Jumanji: Welcome to the Jungle (PG)
Starring: Dwayne Johnson, Jack Black, Kevin Hart, Bobby Cannavale, Karern Gillan, Nick Jonas
Directed by: Jake Kasden
Four stereotyped teens (jock, brain, wimp and babe) are magically transformed into the game avatars they selected to play an “ancient” video game. The wimp becomes a muscular, self-effacing “expert” with a “smoldering look.” The brain develops sex appeal and long shapely legs, the football star becomes a wise-cracking, short-statured fellow named Mouse, and when the babe selected “a curvy genius cartographer” she did not envision Jack Black’s body. It takes awhile for these teens to learn to utilize their avatar’s skill sets, but fortunately, the game gives them two extra lives. The McGuffin everyone is searching for, is the gigantic emerald eye missing from a jaguar statue. If you are looking for a fun afternoon, this movie is a perfect fit. It even manages to build in a couple of moral lessons along the way.
3 pieces of they got me when they hired Dwayne Johnson toast

Star Wars: The Last Jedi (PG-13)
Starring: Mark Hamill, Carrie Fisher, Adam Driver, Daisy Ridley, Warwick Davis, Laura Dern, Andy Serkis, Oscar Isaac, Lupita Nyong’o, Benicio Del Toro, Domnhal Gleason, John Boyega, Gwendoline Christie
Directed by: Rian Johnson
Revisiting the same North Sea island from where Rey met Luke Skywalker at the end of The Force Awakens, The Last Jedi rumbles along in a carefully contrived manner sure to pluck the emotions of all Star Wars fans. Much has been written about how the scenes featuring Carrie Fisher were filmed before her untimely death, and General Leia Organa gives a great “last act” as she shares soulful profundities with a lavender-haired Vice Admiral. Except… since the whole enterprise smacks of set-ups for the next series of sequels, there’s a nagging feeling that this may NOT be Leia’a final scene. Or Mark Hamill’s either. Haunted by the destructive genes of his biological father, Darth Vadar, and the positive-reinforcement exercises from his Force-mentors, Obi-wan Kenobi and Yoda, the latest version of Luke Skywalker is wrestling with regret, aging, and inner demons. Meanwhile, the younger generation’s Knights of Ren leader Kylo Ren has parallel conflicts, only his focus on two women—his mother, Leia, and a wannabe-a-Jedi orphan named Rey. Using the playbook that helped make the original Star Wars Trilogy so great, the filmmakers have once again utilized the Jungian archetypes that Joseph Campbell elaborated so well in his classic study of mythologies, The Hero With a Thousand Faces.

□ □ □

#### WORK REQUEST 1:
Decide whether each statement agrees with the movie reviews, and answer yes or no with the deciding words quoted from them. (a) The Jumanji review says the game gives the teens two extra lives. (b) The Last Jedi review names Jake Kasden as its director. (c) In the Jumanji review, the thing everyone searches for is an emerald eye missing from a jaguar statue.
#### WORK REQUEST 2:
Please carry on the movie reviews from the point where they stop.

#### MATERIAL PROVIDED:
□ □ □

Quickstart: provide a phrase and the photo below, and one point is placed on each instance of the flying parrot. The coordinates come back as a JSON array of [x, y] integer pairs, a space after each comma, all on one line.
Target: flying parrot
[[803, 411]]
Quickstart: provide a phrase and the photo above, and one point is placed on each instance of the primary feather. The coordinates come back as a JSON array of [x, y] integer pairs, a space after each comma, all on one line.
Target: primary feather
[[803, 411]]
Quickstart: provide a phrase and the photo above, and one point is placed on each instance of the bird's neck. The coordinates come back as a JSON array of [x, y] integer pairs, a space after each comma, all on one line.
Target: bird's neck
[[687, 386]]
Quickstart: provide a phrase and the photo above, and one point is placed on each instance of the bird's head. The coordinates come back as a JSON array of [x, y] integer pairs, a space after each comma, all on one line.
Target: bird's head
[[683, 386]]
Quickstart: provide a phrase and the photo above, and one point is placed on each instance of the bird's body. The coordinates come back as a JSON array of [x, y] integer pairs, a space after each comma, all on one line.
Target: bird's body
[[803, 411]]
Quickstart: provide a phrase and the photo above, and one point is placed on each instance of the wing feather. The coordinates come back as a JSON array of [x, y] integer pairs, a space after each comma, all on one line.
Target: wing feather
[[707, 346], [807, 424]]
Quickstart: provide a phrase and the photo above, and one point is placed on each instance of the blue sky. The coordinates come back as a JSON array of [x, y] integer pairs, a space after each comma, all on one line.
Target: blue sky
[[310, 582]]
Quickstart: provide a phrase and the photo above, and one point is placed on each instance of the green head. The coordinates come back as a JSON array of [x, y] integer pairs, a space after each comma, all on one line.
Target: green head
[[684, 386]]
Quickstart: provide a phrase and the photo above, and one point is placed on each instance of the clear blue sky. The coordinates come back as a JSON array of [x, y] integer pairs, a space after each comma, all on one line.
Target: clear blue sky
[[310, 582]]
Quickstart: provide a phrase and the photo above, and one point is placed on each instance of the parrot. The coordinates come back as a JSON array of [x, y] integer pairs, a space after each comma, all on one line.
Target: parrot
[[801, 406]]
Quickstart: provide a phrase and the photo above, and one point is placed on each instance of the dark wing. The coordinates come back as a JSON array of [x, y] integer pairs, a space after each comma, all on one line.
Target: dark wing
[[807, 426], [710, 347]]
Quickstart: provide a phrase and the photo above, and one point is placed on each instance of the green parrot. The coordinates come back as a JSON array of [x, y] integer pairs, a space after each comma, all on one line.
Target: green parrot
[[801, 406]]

□ □ □

#### EXERCISE ANSWER 1:
(a) Yes: "the game gives them two extra lives"
(b) No: "Directed by: Rian Johnson"
(c) Yes: "the gigantic emerald eye missing from a jaguar statue"

#### EXERCISE ANSWER 2:
3 pieces of could have been GREAT, but the marketing-driven, tangential story-lines slow things down toast

Wonder (PG)
Starring: Julia Roberts, Jacon Tremblay, Owen Wilson, Izabela Vidovic, Mandy Patinkin, Sonia Braga
Directed by: Stephen Chbosky
It is unfortunate that the JPMorgan/Chase TV ads featuring a little girl in the space helmet are airing at the same time the movie Wonder arrives in theaters. That’s because the girl wears the helmet to prove she can do anything, while the Wonder boy, Augie, wears the helmut to hide a face that, despite 27 surgeries, looks like a space alien. Home schooled, Augie’s foray to the outside world is a local fifth grade classroom where he earns straight A’s, makes a friend, provokes a bully, and provides numerous teachable moments for everyone onscreen and off.